[TASK TO COMPLETE] Could you reproduce the listing below verbatim, from the line with "Target: distant field" through the final line, including both of those lines?

[LISTED ENTRIES]
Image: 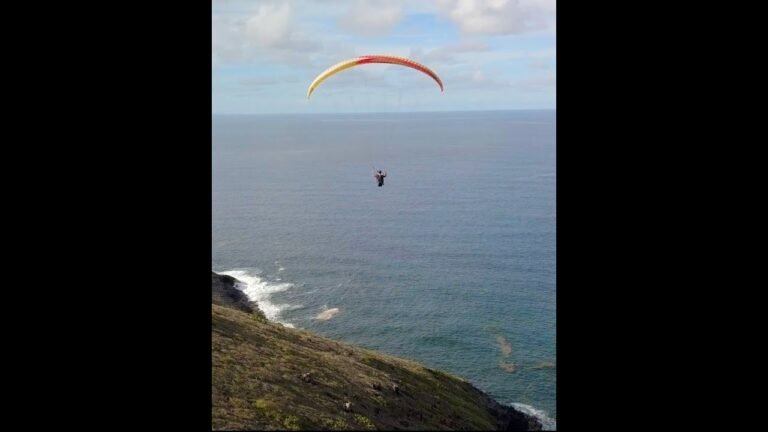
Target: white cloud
[513,73,557,91]
[245,3,292,47]
[341,0,403,36]
[212,2,322,66]
[409,40,491,64]
[437,0,555,35]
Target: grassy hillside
[212,301,541,430]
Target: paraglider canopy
[307,55,443,99]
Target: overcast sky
[212,0,555,114]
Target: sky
[211,0,556,114]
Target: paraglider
[307,55,443,99]
[373,170,387,187]
[307,55,444,187]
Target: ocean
[212,110,557,427]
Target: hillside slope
[212,274,541,430]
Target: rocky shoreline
[212,272,542,431]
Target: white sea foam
[315,308,339,321]
[219,270,301,327]
[510,402,557,431]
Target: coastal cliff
[212,273,542,431]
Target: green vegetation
[212,305,536,430]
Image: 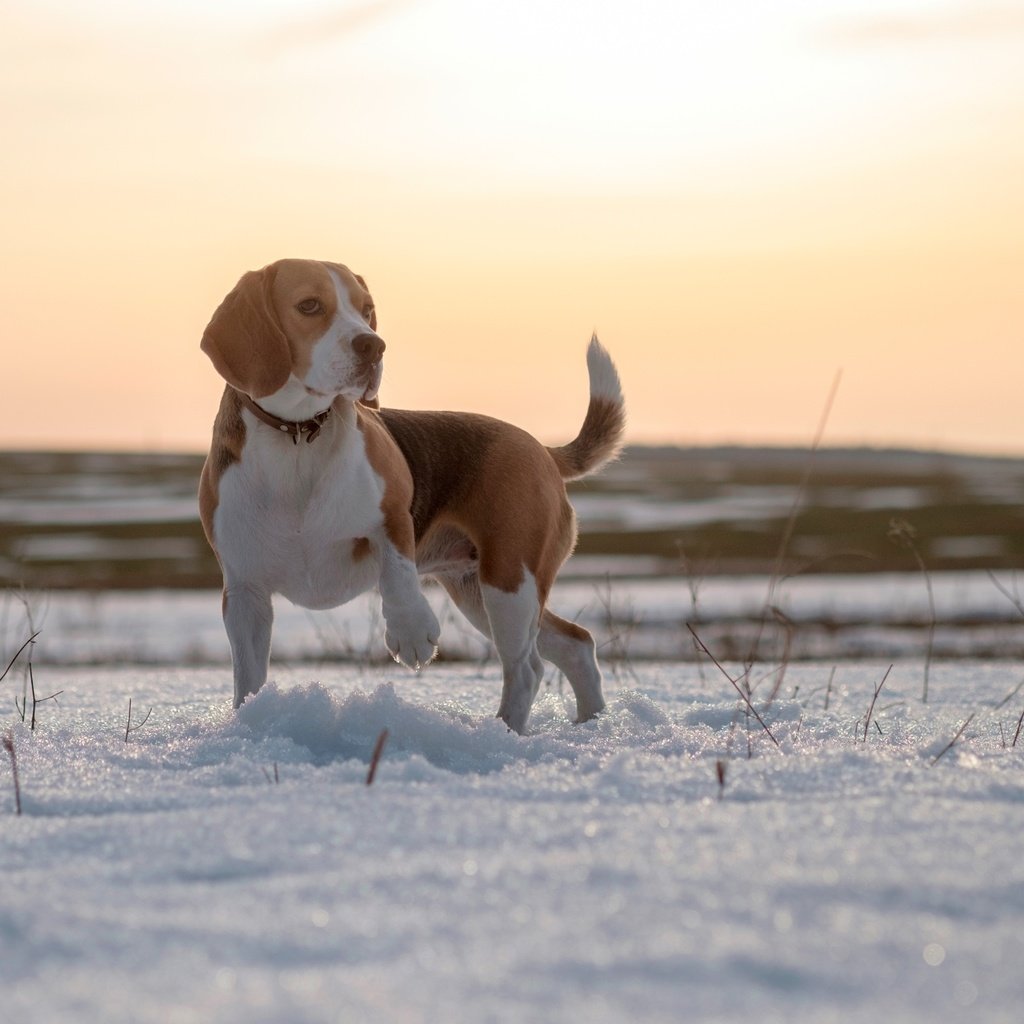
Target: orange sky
[0,0,1024,453]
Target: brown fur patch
[355,406,416,558]
[380,409,575,604]
[544,609,593,641]
[549,396,626,480]
[200,264,292,398]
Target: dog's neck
[239,391,331,444]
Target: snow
[0,638,1024,1024]
[0,560,1024,666]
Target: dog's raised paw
[384,601,441,671]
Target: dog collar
[239,391,331,444]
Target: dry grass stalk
[932,712,975,765]
[861,665,893,743]
[1010,711,1024,746]
[12,633,63,732]
[0,630,39,683]
[824,665,836,711]
[125,697,153,743]
[686,623,781,750]
[367,729,388,785]
[748,370,843,674]
[988,569,1024,617]
[888,519,936,703]
[3,729,22,814]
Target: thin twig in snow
[861,665,893,743]
[686,623,781,750]
[932,712,975,765]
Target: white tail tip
[587,333,623,404]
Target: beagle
[199,259,625,732]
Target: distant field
[0,447,1024,590]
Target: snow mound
[232,682,687,774]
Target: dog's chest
[215,431,384,608]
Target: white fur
[480,570,544,732]
[213,406,440,706]
[587,334,623,404]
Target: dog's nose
[352,334,387,366]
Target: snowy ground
[0,638,1024,1024]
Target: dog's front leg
[223,585,273,708]
[380,541,441,669]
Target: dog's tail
[548,334,626,480]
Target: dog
[199,259,625,733]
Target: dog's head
[201,259,384,404]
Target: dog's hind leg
[480,571,544,733]
[223,586,273,708]
[538,609,604,722]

[SOLUTION BELOW]
Target: distant field
[0,447,1024,590]
Target: snow mound
[232,682,687,774]
Target: dog's chest
[215,431,384,608]
Target: white fur
[480,570,544,732]
[213,406,440,706]
[587,334,623,404]
Target: dog's nose
[352,334,387,366]
Target: snowy ground
[0,638,1024,1024]
Target: dog's front leg
[223,585,273,708]
[380,541,441,669]
Target: dog's tail
[548,334,626,480]
Target: dog
[199,259,625,733]
Target: dog's head
[201,259,384,404]
Target: dog's hind leg
[480,571,544,733]
[223,586,273,708]
[538,609,604,722]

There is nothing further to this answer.